▶ Provided data
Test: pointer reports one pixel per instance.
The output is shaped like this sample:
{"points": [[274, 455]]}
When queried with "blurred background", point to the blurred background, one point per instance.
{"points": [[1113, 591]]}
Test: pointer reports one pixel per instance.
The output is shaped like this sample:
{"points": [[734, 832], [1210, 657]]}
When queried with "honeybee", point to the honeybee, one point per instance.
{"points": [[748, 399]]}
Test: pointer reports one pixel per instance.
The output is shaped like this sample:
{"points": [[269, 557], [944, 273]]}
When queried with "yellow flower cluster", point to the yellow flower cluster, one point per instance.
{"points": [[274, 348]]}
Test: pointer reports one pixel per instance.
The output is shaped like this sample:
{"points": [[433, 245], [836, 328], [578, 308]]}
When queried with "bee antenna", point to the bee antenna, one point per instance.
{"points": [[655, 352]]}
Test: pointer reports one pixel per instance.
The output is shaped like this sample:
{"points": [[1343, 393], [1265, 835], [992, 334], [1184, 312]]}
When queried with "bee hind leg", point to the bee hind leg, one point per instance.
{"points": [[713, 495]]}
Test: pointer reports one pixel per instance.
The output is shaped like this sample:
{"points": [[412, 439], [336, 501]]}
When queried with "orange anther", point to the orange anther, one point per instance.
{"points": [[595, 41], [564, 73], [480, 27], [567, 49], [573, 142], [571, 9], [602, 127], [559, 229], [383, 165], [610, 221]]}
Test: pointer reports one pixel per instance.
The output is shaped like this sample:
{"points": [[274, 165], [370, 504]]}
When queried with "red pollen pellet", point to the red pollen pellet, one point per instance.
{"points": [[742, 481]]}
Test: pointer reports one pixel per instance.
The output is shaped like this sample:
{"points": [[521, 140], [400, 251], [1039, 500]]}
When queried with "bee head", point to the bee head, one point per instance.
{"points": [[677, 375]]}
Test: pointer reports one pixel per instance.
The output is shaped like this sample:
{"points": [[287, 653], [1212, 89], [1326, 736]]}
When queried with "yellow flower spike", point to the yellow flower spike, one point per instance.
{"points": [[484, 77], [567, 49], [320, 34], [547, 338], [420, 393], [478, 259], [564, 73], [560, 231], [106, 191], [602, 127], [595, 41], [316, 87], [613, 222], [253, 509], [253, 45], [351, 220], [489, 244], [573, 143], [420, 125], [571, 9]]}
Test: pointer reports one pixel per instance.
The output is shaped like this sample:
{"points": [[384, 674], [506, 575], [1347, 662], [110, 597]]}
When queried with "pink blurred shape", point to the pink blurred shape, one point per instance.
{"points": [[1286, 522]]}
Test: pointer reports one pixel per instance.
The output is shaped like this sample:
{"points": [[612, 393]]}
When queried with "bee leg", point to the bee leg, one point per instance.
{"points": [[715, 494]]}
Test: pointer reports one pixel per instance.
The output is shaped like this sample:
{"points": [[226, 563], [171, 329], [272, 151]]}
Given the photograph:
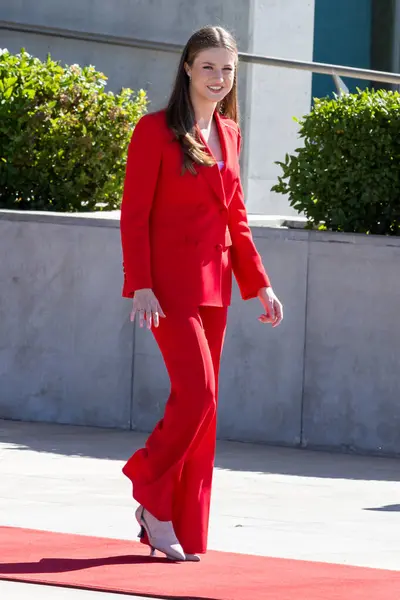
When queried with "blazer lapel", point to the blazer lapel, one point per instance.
{"points": [[213, 174]]}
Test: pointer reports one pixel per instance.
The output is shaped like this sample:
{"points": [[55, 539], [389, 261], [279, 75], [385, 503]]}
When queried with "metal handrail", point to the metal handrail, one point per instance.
{"points": [[302, 65]]}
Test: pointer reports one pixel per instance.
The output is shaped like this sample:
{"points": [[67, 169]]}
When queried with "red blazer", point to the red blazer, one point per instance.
{"points": [[182, 235]]}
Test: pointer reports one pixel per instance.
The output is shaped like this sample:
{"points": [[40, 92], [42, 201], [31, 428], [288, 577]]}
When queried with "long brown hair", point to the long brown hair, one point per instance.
{"points": [[180, 113]]}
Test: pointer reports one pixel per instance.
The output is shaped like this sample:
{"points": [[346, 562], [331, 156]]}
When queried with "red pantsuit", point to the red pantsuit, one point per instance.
{"points": [[182, 236]]}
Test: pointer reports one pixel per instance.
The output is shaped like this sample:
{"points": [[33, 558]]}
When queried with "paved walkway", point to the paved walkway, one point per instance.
{"points": [[270, 501]]}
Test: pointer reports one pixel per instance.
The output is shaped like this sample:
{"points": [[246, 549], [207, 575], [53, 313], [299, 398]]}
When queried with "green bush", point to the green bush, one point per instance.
{"points": [[346, 177], [63, 139]]}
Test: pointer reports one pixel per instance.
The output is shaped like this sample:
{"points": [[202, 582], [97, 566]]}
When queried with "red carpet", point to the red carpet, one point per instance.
{"points": [[121, 566]]}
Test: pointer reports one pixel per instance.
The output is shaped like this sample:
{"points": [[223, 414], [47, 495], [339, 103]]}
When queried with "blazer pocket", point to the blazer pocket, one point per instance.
{"points": [[228, 239]]}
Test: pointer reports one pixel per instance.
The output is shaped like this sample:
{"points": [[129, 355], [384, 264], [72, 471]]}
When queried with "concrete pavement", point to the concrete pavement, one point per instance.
{"points": [[269, 501]]}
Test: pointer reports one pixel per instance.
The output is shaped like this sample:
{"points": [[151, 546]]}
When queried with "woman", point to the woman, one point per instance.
{"points": [[184, 230]]}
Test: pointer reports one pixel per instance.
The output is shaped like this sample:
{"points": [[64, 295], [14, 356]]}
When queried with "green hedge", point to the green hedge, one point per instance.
{"points": [[346, 177], [63, 139]]}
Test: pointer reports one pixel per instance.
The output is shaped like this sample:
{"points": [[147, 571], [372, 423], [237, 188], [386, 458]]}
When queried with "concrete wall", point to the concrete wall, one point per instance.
{"points": [[328, 377], [269, 97]]}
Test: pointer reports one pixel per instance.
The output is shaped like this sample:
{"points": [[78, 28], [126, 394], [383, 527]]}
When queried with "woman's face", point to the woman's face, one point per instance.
{"points": [[212, 74]]}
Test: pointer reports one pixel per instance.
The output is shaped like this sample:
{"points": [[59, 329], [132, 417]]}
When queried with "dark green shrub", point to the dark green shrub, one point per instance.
{"points": [[347, 175], [63, 139]]}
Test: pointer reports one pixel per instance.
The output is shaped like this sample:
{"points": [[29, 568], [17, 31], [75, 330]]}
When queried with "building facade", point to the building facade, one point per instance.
{"points": [[361, 33]]}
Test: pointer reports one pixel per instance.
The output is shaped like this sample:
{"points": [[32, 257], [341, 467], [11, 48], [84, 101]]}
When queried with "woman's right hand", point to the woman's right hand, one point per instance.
{"points": [[146, 305]]}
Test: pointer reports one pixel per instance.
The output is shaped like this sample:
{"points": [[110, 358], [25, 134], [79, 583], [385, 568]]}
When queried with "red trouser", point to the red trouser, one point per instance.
{"points": [[172, 475]]}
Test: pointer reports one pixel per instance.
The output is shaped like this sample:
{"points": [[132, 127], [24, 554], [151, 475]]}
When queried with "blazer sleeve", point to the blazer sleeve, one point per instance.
{"points": [[246, 262], [142, 169]]}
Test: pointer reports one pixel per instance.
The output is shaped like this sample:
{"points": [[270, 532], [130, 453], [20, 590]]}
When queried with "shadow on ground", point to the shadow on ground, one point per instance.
{"points": [[111, 444]]}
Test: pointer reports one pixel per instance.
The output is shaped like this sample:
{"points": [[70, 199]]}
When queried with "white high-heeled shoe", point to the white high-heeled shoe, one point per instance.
{"points": [[192, 557], [161, 535]]}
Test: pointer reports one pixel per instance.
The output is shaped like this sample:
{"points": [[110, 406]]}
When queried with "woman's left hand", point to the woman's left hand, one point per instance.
{"points": [[273, 307]]}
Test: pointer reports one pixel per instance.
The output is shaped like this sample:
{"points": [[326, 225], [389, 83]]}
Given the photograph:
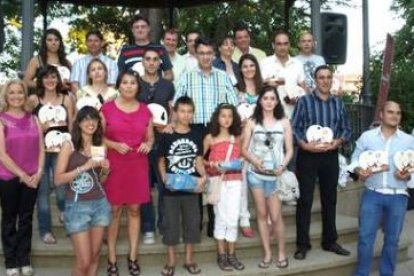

▶ Exercise description
How many of the lines above contain the string "concrete"? Case counts. Reply with the number alone.

▶ Answer to the exercise
2